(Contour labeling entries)
================================
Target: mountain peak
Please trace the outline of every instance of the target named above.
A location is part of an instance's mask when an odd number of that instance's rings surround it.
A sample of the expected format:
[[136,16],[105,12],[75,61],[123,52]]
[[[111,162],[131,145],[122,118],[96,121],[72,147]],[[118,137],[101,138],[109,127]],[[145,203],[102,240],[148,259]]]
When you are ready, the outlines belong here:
================================
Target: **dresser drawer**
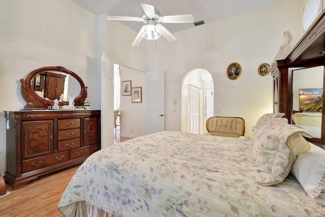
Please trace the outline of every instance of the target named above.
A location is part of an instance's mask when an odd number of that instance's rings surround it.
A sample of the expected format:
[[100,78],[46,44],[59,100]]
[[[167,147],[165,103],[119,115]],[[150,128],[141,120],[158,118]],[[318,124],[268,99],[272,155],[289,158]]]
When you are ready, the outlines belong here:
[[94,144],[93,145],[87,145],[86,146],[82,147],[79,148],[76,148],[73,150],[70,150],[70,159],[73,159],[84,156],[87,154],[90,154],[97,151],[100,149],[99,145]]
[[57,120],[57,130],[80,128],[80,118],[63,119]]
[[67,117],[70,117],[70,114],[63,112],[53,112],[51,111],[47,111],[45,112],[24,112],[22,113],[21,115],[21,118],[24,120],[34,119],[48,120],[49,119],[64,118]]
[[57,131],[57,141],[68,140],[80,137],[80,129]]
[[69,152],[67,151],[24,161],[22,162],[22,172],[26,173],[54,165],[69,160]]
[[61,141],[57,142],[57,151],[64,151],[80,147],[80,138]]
================================
GIVEN EXERCISE: Could you repeat everything from the line containing "Target: mountain peak" down to the line containing "[[136,16],[105,12],[75,61],[123,52]]", but substitute "boundary" for "outline" and leave all else unchanged?

EXERCISE ANSWER:
Target: mountain peak
Please trace the boundary of every instance of the target named above.
A location is part of an instance's mask when an odd number of that instance's rings surround it.
A sample of the expected format:
[[136,16],[105,12],[75,61],[123,52]]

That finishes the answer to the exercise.